Can you rescale part of the listing below? Begin at the line that has "the concrete paving", stop after the line that has "pixel 432 386", and copy every line in that stretch again, requests included. Multiply each coordinate in the answers by 0.25 and round it to a whole number, with halves going up.

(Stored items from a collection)
▼▼▼

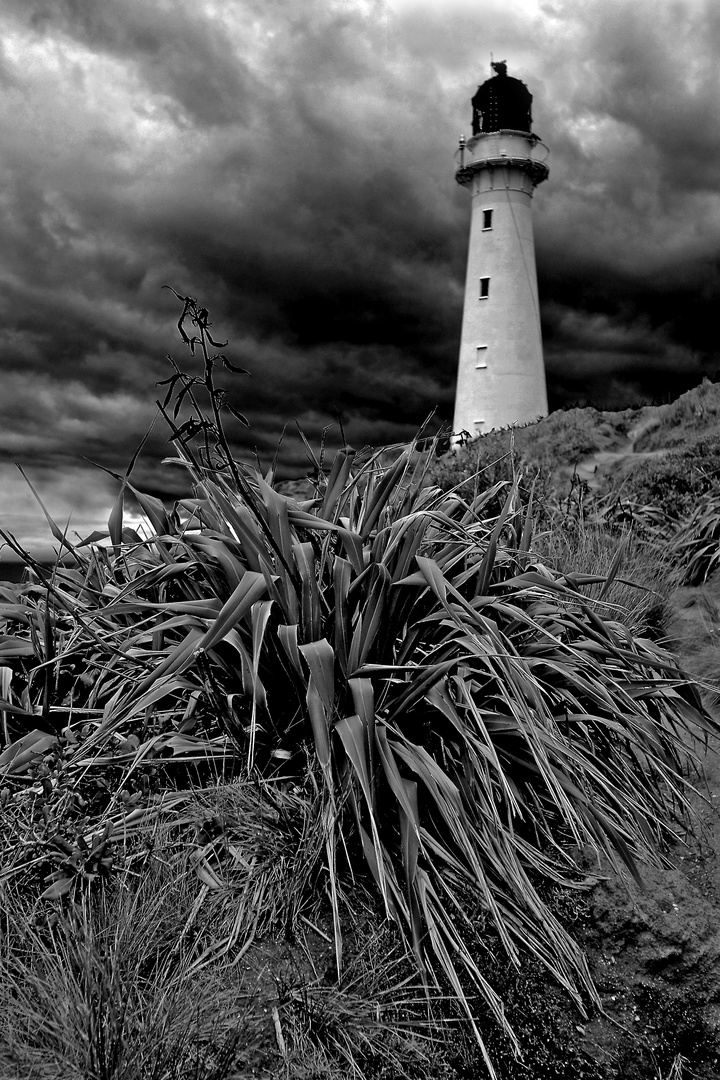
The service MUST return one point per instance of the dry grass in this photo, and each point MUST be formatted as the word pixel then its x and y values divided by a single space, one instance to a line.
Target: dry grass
pixel 383 687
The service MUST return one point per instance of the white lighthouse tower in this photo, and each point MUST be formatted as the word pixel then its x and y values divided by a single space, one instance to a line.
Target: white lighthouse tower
pixel 501 375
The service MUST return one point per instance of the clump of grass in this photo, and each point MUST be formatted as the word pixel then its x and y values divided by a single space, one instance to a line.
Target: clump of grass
pixel 471 715
pixel 103 990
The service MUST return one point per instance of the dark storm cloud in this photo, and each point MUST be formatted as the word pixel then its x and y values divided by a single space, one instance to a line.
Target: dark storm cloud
pixel 291 166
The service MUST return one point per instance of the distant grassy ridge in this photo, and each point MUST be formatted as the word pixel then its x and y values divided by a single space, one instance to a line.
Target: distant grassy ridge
pixel 337 750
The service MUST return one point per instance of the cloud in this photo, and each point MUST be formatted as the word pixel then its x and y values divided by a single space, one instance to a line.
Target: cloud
pixel 291 166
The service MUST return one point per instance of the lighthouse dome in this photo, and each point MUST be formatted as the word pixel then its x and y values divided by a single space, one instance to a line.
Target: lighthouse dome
pixel 502 103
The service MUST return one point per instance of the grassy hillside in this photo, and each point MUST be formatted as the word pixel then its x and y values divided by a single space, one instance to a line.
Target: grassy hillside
pixel 323 783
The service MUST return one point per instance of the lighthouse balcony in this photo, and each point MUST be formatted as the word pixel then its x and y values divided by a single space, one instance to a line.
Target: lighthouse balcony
pixel 501 149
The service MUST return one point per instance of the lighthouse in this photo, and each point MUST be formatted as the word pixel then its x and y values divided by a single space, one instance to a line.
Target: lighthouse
pixel 501 375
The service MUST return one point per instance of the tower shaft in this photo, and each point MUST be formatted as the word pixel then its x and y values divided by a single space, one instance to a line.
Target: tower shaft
pixel 501 375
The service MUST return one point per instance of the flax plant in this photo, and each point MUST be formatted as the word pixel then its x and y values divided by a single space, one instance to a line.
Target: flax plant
pixel 476 726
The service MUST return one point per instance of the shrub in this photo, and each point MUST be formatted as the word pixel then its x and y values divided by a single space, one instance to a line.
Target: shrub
pixel 471 717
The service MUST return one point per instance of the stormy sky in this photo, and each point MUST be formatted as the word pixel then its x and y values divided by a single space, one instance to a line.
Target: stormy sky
pixel 290 164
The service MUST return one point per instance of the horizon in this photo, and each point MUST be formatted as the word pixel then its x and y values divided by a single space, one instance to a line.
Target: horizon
pixel 294 170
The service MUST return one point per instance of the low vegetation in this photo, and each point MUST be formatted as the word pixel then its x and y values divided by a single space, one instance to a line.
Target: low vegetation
pixel 290 784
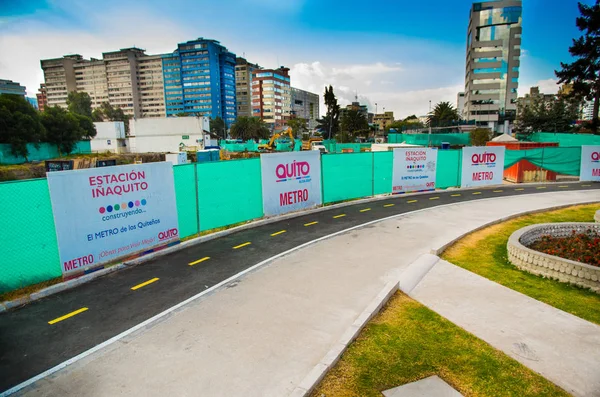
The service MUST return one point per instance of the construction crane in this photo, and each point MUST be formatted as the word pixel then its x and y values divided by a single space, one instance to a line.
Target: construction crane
pixel 270 147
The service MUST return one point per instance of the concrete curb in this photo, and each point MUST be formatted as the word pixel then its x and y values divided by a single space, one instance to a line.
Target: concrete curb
pixel 66 285
pixel 310 381
pixel 444 247
pixel 416 271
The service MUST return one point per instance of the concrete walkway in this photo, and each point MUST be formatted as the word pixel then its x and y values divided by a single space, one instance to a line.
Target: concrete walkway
pixel 563 348
pixel 263 334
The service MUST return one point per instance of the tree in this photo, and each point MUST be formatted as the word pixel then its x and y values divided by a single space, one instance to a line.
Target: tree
pixel 106 112
pixel 443 114
pixel 547 114
pixel 64 128
pixel 249 128
pixel 19 124
pixel 354 123
pixel 329 125
pixel 218 128
pixel 298 126
pixel 480 136
pixel 79 103
pixel 584 72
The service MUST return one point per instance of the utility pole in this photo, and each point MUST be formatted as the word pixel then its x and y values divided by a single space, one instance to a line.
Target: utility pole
pixel 429 145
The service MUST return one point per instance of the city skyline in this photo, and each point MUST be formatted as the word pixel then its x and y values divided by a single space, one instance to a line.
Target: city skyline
pixel 400 63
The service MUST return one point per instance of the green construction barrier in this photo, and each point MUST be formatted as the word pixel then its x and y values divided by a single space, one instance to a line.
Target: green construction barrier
pixel 433 139
pixel 565 140
pixel 383 163
pixel 447 171
pixel 229 192
pixel 28 248
pixel 347 176
pixel 562 160
pixel 185 194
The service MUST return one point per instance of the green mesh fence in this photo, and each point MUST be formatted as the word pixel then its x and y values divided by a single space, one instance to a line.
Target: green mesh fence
pixel 185 193
pixel 347 176
pixel 562 160
pixel 382 164
pixel 434 139
pixel 229 192
pixel 28 247
pixel 447 172
pixel 565 140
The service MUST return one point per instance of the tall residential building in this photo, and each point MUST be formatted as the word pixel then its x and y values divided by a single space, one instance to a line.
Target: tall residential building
pixel 243 86
pixel 199 78
pixel 460 104
pixel 492 67
pixel 271 96
pixel 305 105
pixel 59 78
pixel 42 98
pixel 11 87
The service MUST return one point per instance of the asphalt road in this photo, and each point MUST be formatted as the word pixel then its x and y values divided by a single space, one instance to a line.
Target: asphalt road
pixel 30 345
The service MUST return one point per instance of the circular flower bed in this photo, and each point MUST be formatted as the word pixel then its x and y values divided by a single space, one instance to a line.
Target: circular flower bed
pixel 581 247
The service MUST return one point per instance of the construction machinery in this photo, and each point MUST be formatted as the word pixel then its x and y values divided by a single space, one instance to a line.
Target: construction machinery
pixel 270 146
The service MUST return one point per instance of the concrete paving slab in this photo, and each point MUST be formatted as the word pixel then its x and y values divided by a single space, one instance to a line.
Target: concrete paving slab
pixel 432 386
pixel 563 348
pixel 262 336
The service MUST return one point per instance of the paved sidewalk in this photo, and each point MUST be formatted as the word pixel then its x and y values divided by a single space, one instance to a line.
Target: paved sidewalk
pixel 563 348
pixel 263 334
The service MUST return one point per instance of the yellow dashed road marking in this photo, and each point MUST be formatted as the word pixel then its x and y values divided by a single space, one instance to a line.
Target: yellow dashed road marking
pixel 242 245
pixel 199 261
pixel 66 316
pixel 144 283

▲▲▲

Answer to this task:
The service MUST return one point per instance of the concrete paving slab in this photo, and each point MUST be formatted as the word pixel then its x and y values divided by a single space, one instance to a line.
Target: concrete paving slab
pixel 108 97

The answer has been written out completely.